→ Task directions
Copy verbatim the block of lines in the entries below whose first line contains "pixel 358 113" and whose last line contains "pixel 316 212". Leave out all other lines.

** Records shown follows **

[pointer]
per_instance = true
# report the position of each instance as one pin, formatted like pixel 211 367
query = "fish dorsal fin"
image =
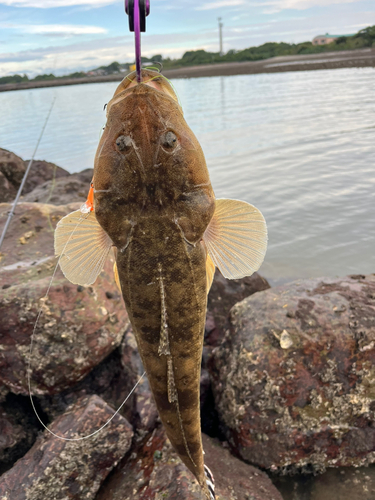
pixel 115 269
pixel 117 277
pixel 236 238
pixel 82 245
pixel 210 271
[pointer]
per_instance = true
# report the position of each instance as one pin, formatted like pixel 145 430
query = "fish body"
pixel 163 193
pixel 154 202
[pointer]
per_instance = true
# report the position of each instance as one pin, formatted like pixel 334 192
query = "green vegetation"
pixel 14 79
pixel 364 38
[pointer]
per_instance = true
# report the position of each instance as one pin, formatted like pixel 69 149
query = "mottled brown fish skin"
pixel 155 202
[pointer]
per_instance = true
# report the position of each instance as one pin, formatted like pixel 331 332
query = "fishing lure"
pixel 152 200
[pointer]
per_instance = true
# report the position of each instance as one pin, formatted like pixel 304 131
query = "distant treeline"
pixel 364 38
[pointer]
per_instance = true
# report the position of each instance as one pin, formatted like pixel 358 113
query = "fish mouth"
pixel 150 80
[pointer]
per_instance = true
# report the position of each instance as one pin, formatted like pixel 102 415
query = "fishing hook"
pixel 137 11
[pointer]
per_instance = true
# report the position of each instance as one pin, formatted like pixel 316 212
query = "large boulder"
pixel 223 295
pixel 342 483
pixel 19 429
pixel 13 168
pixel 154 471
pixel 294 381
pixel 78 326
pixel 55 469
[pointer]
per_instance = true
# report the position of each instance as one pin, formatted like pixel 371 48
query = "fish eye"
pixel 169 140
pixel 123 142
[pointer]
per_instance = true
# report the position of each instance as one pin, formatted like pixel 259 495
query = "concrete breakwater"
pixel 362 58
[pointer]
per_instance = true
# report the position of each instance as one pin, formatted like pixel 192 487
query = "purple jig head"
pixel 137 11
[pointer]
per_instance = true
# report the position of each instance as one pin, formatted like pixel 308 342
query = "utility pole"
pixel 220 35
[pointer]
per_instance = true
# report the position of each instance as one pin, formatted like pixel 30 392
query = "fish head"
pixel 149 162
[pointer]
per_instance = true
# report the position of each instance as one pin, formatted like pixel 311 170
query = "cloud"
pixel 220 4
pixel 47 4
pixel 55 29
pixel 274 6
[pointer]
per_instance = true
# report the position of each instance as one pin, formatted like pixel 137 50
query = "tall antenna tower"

** End of Records shown **
** Records shown follows **

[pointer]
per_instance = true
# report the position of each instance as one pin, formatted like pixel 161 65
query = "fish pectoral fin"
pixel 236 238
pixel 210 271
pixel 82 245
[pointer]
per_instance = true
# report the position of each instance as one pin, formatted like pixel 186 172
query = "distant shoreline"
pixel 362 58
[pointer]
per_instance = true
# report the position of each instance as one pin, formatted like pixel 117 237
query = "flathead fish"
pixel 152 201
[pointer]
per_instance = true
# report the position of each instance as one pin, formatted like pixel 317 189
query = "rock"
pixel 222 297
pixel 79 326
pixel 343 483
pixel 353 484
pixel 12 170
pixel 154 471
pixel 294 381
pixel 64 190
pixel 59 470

** End of Records shown **

→ Answer
# report the position of each instance as one pin, formatted like pixel 358 113
query = "fish mouth"
pixel 150 80
[pointer]
per_instance = true
# report the position of each instance as one pin, formatted like pixel 102 415
query = "fishing hook"
pixel 137 11
[pointer]
per_instance = true
# report the position of each instance as one pin, formatted like pixel 316 212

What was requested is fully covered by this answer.